* [Exercise objective]:
What follows is a block of records; restate each one word for word.

'''

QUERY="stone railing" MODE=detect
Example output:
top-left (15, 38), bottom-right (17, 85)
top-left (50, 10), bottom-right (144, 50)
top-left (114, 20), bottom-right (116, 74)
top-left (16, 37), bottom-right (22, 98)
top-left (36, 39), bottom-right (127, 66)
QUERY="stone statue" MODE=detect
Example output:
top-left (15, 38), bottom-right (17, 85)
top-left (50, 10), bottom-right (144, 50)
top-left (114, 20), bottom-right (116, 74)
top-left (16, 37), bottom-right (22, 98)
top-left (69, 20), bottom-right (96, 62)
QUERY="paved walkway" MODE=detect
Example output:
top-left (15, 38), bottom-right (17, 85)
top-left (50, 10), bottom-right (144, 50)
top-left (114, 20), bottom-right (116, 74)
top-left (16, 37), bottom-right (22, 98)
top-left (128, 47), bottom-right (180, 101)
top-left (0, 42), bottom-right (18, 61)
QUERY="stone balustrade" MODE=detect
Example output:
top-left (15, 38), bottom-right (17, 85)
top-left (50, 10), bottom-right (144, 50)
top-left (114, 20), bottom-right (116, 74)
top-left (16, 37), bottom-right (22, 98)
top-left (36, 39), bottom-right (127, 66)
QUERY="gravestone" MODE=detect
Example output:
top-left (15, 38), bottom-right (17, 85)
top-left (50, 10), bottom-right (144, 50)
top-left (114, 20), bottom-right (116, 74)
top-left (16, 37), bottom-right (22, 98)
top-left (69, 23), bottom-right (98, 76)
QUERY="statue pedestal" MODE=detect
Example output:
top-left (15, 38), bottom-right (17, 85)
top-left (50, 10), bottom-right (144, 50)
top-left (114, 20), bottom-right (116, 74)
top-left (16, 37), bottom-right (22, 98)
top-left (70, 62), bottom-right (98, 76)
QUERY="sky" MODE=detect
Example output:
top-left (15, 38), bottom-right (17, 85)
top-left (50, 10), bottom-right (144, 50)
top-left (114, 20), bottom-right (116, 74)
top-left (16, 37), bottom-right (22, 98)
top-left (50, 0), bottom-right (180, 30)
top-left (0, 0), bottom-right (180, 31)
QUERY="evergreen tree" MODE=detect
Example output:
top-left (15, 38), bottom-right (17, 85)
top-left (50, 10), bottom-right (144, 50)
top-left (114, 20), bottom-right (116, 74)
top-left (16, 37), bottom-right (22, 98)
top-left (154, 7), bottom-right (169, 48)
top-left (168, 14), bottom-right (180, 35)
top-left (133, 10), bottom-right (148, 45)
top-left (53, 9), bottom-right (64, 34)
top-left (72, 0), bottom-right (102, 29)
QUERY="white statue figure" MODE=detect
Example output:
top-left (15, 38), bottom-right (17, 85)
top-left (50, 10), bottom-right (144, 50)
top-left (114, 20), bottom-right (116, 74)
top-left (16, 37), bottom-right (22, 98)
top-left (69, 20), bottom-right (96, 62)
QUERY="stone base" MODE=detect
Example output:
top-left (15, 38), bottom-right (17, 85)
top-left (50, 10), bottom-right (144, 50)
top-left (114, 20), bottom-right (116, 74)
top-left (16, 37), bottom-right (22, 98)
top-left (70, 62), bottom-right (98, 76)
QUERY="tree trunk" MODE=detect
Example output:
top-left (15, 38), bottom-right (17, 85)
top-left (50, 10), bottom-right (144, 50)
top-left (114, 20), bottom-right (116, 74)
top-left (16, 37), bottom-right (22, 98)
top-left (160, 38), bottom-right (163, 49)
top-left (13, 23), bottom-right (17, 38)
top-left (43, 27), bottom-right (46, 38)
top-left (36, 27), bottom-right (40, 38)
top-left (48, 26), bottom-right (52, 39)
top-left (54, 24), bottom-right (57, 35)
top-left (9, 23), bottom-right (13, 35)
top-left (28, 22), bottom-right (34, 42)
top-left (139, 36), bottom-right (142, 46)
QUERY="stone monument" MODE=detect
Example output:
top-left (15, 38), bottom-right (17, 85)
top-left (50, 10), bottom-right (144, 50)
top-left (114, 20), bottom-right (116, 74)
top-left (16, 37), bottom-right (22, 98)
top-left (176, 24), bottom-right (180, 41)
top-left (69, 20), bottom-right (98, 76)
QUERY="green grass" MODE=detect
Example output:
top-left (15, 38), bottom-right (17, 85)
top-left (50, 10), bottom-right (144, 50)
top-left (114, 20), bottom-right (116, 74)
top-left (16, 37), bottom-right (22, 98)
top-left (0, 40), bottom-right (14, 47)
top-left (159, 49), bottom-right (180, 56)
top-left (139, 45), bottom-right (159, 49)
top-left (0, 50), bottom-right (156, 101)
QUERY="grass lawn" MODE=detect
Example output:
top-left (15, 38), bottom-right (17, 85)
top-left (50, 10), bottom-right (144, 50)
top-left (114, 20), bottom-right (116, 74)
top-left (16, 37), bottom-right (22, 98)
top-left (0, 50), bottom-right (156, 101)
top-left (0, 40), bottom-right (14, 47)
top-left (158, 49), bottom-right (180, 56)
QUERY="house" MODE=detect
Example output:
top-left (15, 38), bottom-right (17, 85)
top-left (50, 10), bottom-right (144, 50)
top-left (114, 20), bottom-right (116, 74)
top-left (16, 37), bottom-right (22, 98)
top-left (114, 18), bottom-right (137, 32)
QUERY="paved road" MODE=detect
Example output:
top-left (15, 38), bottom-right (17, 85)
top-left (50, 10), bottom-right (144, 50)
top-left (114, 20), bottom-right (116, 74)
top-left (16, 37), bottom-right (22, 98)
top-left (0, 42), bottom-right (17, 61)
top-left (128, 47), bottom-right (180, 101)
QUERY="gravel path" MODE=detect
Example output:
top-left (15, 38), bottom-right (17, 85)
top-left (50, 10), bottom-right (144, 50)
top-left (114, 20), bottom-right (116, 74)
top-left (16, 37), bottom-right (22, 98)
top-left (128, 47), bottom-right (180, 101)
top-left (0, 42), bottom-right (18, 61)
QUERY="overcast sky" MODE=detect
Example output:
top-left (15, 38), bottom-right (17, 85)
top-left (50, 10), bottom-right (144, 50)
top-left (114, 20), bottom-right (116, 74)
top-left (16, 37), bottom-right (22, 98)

'''

* [Result below]:
QUERY="stone railing" MODE=detect
Example output:
top-left (15, 38), bottom-right (17, 85)
top-left (50, 10), bottom-right (144, 50)
top-left (114, 20), bottom-right (116, 74)
top-left (16, 37), bottom-right (22, 98)
top-left (36, 39), bottom-right (127, 66)
QUERY="stone statue" MODE=detect
Example output:
top-left (15, 38), bottom-right (17, 85)
top-left (50, 10), bottom-right (144, 50)
top-left (114, 20), bottom-right (116, 74)
top-left (16, 37), bottom-right (22, 98)
top-left (69, 20), bottom-right (96, 62)
QUERY="paved walkway" MODE=detect
Example output:
top-left (15, 38), bottom-right (17, 85)
top-left (50, 10), bottom-right (144, 50)
top-left (114, 20), bottom-right (116, 74)
top-left (16, 37), bottom-right (22, 98)
top-left (128, 47), bottom-right (180, 101)
top-left (0, 42), bottom-right (18, 61)
QUERY="stone balustrade" MODE=detect
Example output:
top-left (15, 38), bottom-right (17, 85)
top-left (50, 10), bottom-right (144, 50)
top-left (114, 20), bottom-right (116, 74)
top-left (16, 37), bottom-right (22, 98)
top-left (36, 39), bottom-right (127, 66)
QUERY="gravestone" MODE=detect
Example output:
top-left (15, 38), bottom-right (17, 85)
top-left (50, 10), bottom-right (144, 50)
top-left (114, 20), bottom-right (116, 74)
top-left (16, 37), bottom-right (22, 98)
top-left (69, 23), bottom-right (98, 76)
QUERY="statue pedestal" MODE=detect
Example output:
top-left (15, 38), bottom-right (17, 85)
top-left (50, 10), bottom-right (144, 50)
top-left (114, 20), bottom-right (116, 74)
top-left (16, 37), bottom-right (22, 98)
top-left (70, 62), bottom-right (98, 76)
QUERY="sky" MODE=detect
Example output:
top-left (15, 38), bottom-right (17, 85)
top-left (50, 10), bottom-right (144, 50)
top-left (114, 20), bottom-right (116, 74)
top-left (16, 37), bottom-right (22, 98)
top-left (50, 0), bottom-right (180, 30)
top-left (0, 0), bottom-right (180, 31)
QUERY="evergreen tree" MODE=detect
Example output:
top-left (15, 38), bottom-right (17, 85)
top-left (50, 10), bottom-right (144, 50)
top-left (114, 20), bottom-right (116, 74)
top-left (16, 37), bottom-right (22, 98)
top-left (154, 7), bottom-right (169, 48)
top-left (168, 14), bottom-right (180, 35)
top-left (133, 10), bottom-right (148, 45)
top-left (53, 9), bottom-right (64, 34)
top-left (72, 0), bottom-right (102, 29)
QUERY="white statue figure" MODE=detect
Example output:
top-left (15, 38), bottom-right (17, 85)
top-left (50, 10), bottom-right (144, 50)
top-left (114, 20), bottom-right (116, 74)
top-left (16, 37), bottom-right (22, 98)
top-left (69, 20), bottom-right (96, 62)
QUERY="stone base" MODE=detect
Example output:
top-left (15, 38), bottom-right (17, 85)
top-left (50, 10), bottom-right (144, 50)
top-left (114, 20), bottom-right (116, 74)
top-left (16, 37), bottom-right (22, 98)
top-left (70, 62), bottom-right (98, 76)
QUERY="tree trunk" MODE=detect
Example output:
top-left (15, 38), bottom-right (17, 85)
top-left (50, 10), bottom-right (144, 50)
top-left (114, 20), bottom-right (116, 74)
top-left (16, 37), bottom-right (22, 98)
top-left (160, 38), bottom-right (163, 49)
top-left (13, 23), bottom-right (17, 38)
top-left (43, 27), bottom-right (46, 38)
top-left (36, 27), bottom-right (40, 38)
top-left (48, 26), bottom-right (52, 39)
top-left (54, 24), bottom-right (57, 35)
top-left (9, 23), bottom-right (13, 35)
top-left (28, 22), bottom-right (34, 42)
top-left (139, 36), bottom-right (142, 46)
QUERY="stone monument" MODE=detect
Example output:
top-left (15, 38), bottom-right (17, 85)
top-left (50, 10), bottom-right (144, 50)
top-left (114, 20), bottom-right (116, 74)
top-left (16, 37), bottom-right (22, 98)
top-left (176, 24), bottom-right (180, 41)
top-left (69, 20), bottom-right (98, 76)
QUERY="green grass" MODE=detect
Example output:
top-left (15, 38), bottom-right (17, 85)
top-left (50, 10), bottom-right (144, 50)
top-left (114, 20), bottom-right (116, 74)
top-left (16, 37), bottom-right (22, 98)
top-left (0, 40), bottom-right (14, 47)
top-left (159, 49), bottom-right (180, 56)
top-left (139, 45), bottom-right (159, 49)
top-left (0, 50), bottom-right (156, 101)
QUERY="grass lawn" MODE=detect
Example output:
top-left (15, 38), bottom-right (17, 85)
top-left (50, 10), bottom-right (144, 50)
top-left (114, 20), bottom-right (116, 74)
top-left (16, 37), bottom-right (22, 98)
top-left (0, 50), bottom-right (156, 101)
top-left (0, 40), bottom-right (14, 47)
top-left (158, 49), bottom-right (180, 56)
QUERY="house" MODE=detect
Example output:
top-left (15, 38), bottom-right (17, 85)
top-left (50, 10), bottom-right (144, 50)
top-left (114, 20), bottom-right (116, 74)
top-left (16, 37), bottom-right (22, 98)
top-left (114, 18), bottom-right (137, 32)
QUERY="paved road" MODE=detect
Example output:
top-left (15, 38), bottom-right (17, 85)
top-left (50, 10), bottom-right (144, 50)
top-left (114, 20), bottom-right (116, 74)
top-left (16, 37), bottom-right (22, 98)
top-left (0, 42), bottom-right (17, 61)
top-left (128, 47), bottom-right (180, 101)
QUERY="gravel path" MODE=detect
Example output:
top-left (15, 38), bottom-right (17, 85)
top-left (50, 10), bottom-right (144, 50)
top-left (114, 20), bottom-right (116, 74)
top-left (16, 37), bottom-right (22, 98)
top-left (128, 47), bottom-right (180, 101)
top-left (0, 42), bottom-right (18, 61)
QUERY="overcast sky" MODE=detect
Example output:
top-left (15, 38), bottom-right (17, 85)
top-left (50, 10), bottom-right (144, 50)
top-left (114, 20), bottom-right (116, 74)
top-left (16, 37), bottom-right (22, 98)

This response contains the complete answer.